_Work required:_ Send back every record exactly.

_Dataset excerpts:_
%%
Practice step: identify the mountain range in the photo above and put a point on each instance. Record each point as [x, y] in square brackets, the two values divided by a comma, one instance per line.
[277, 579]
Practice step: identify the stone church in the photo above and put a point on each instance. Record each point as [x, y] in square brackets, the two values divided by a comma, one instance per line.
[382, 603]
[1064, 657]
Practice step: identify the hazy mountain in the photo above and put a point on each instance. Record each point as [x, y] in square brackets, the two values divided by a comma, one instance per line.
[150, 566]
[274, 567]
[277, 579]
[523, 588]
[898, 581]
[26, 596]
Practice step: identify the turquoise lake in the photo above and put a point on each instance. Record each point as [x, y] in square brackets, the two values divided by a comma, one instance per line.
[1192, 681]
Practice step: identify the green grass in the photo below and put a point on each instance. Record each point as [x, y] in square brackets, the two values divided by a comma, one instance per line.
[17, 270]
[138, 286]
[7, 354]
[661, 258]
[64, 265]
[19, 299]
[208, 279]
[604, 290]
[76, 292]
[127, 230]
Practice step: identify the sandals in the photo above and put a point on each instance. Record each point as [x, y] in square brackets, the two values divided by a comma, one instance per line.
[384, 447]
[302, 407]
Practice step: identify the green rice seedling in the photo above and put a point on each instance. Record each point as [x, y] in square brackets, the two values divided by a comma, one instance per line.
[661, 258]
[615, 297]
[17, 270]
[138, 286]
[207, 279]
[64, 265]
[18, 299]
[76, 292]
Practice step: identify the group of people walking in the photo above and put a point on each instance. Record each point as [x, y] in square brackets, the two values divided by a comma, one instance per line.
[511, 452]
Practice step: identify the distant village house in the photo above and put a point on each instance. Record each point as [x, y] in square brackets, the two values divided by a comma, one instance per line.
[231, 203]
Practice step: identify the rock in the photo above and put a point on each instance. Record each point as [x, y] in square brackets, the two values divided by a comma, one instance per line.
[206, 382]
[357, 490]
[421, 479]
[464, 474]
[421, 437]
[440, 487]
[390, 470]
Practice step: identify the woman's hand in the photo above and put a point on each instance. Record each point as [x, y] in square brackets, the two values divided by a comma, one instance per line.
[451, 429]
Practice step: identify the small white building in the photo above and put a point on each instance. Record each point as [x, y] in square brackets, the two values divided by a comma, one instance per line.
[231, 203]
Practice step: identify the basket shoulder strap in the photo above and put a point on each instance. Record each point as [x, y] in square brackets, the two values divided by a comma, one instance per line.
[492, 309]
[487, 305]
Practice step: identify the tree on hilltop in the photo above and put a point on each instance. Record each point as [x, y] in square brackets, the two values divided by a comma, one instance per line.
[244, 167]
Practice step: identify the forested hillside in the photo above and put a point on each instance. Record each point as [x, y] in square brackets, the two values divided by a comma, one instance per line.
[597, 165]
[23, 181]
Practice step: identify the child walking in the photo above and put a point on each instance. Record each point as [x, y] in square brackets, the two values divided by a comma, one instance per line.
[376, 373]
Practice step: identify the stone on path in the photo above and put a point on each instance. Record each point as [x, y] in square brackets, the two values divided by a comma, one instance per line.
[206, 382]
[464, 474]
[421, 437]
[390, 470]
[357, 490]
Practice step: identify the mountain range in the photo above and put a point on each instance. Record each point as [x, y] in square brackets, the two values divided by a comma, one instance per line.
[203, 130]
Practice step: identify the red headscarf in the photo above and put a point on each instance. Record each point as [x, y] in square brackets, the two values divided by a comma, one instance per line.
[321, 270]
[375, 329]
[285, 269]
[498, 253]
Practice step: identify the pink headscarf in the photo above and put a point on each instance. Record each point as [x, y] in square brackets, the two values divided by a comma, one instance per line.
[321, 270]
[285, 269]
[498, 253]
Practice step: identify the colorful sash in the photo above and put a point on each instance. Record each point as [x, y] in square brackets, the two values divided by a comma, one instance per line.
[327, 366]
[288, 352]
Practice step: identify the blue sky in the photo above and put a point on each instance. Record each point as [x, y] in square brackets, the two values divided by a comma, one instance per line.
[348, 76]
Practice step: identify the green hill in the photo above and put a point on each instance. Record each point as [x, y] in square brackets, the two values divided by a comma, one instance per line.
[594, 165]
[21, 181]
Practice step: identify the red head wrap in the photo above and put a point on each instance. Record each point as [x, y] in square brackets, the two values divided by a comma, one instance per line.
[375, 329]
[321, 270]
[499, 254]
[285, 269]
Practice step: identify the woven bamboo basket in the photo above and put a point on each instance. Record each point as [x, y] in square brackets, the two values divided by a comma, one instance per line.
%%
_Task response:_
Practice step: identify the mountain range in the photo above and put a point on each instance. Record each point as [x, y] in square brackets, the two values divided by a comma, one instance per line.
[277, 579]
Practice step: identify the stone church in the photo above and put a point on each instance. Record each point as [x, y] in square brackets, the two values divided by a comma, one instance per line.
[382, 603]
[1064, 657]
Practice step: identify the hazy mountain in the photo above and put a point on each instance. Record each point as [x, y] in square brackets, the two values divided by a comma, one instance per line.
[150, 566]
[274, 567]
[277, 579]
[523, 588]
[898, 581]
[26, 596]
Practice step: identify the turquoise lake in the photo above and put a point on each instance. Record each point as [x, y] in square brackets, the two values divided by a comma, one instance per line.
[1192, 681]
Practice step: identify the green grass in the photo below and put a point on each instance. Record each point as [x, y] in square brackets, the two values divided by a comma, one instance per line.
[17, 270]
[138, 286]
[7, 354]
[661, 258]
[64, 265]
[19, 299]
[208, 279]
[604, 290]
[76, 292]
[127, 230]
Practice step: identify the sandals in the photo above and put a point on each instance. Record each point as [x, y] in square brackets, the two values divided by a comma, one instance per line.
[384, 447]
[302, 407]
Practice step: identify the green rice seedling in the photo above and put a point on each instance. Record each point as [x, y] in square brackets, the two values divided by a comma, one instance per line.
[661, 258]
[615, 297]
[17, 270]
[138, 286]
[207, 279]
[64, 265]
[18, 299]
[76, 292]
Practice step: identify the group of people walking in the photo above and put a point on each instance. Record each point as [x, y] in square brackets, the two values divided by a comma, one instance per line.
[511, 452]
Practice step: identify the distant village house in the photo above and put a point on each instance. Record each point as [x, y] in square brackets, the two values divided by a comma, one instance per line.
[231, 203]
Practice step: identify the rock in the photo above and put a point on each instance. Record each point as [x, y] in square brackets, the two values divided by a comma, one instance per line.
[206, 382]
[357, 490]
[421, 479]
[464, 474]
[421, 437]
[440, 487]
[390, 470]
Practice step: identify the woman's hand in the photo above and put a point on each instance. Record each point as [x, y] in square brackets, the two values divided by a comma, one instance per line.
[451, 429]
Practice step: identify the small white building in the photo above and put a point on each instance. Record each point as [x, y] in square brackets, the two values divided by a comma, one instance per line.
[231, 203]
Practice step: identify the basket shoulder strap in the photo above and put a point on each instance. Record each point as [x, y] in square brackets, the two values divided by a comma, one instance per line.
[492, 309]
[487, 305]
Practice step: identify the tree on hilltop in the photo above and put a point on each instance. Record each point as [x, y] in square brackets, the two values divided by a comma, one instance per line.
[244, 167]
Practice step: identify the forested hillside in the photo above and put a point on each instance. Record each point as [x, y] in square brackets, the two values divided by a comma, one instance per line.
[597, 165]
[23, 181]
Practice step: identify the child walking in the photo above and put a point on each instance. Record each point as [x, y] in square brackets, the two values divided by a comma, one instance per line.
[376, 373]
Practice step: identify the stone on path in the photo above and put a point on each instance. Record each point as [x, y] in square brackets, the two values divided by a comma, one instance per line.
[206, 382]
[464, 474]
[421, 437]
[390, 470]
[357, 490]
Practice step: identify the mountain range in the photo above and put a point on each instance. Record each point as [x, y] in square brackets, the two values divided by a comma, one instance per line.
[203, 130]
Practice step: identify the red headscarf in the photo above and put a point on each instance. Record each point as [x, y] in square brackets, the two values divided by a comma, one instance per line.
[321, 270]
[375, 329]
[285, 269]
[498, 253]
Practice step: identify the pink headscarf in the photo above and put a point on each instance. Record each point as [x, y] in square brackets, the two values divided by a comma, one instance per line.
[321, 270]
[285, 269]
[498, 253]
Practice step: identify the colorful sash in the photo above and put a point on each instance. Record each point as [x, y] in square brackets, the two values divided by a comma, one instance per line.
[327, 366]
[288, 352]
Practice step: identify the blue sky in the photo above and put a point on each instance. Record each point as [x, y] in square brackets, the two values divided by a comma, one instance per line.
[348, 76]
Practice step: identify the green hill in the photo above and put a point on each instance. Record each point as [x, y] in square brackets, the two values divided by a comma, one instance per line.
[594, 165]
[21, 181]
Practice step: identify the red head wrap in the photo above and put a point on each instance. Record each point as [x, y] in square brackets, the two values divided by a comma, one instance per line.
[375, 329]
[321, 270]
[499, 254]
[285, 269]
Practice step: identify the woven bamboo basket in the photo above and put a point on each instance. Record each point as [x, y] in square brackets, the two values divided by a comma, one instance per line.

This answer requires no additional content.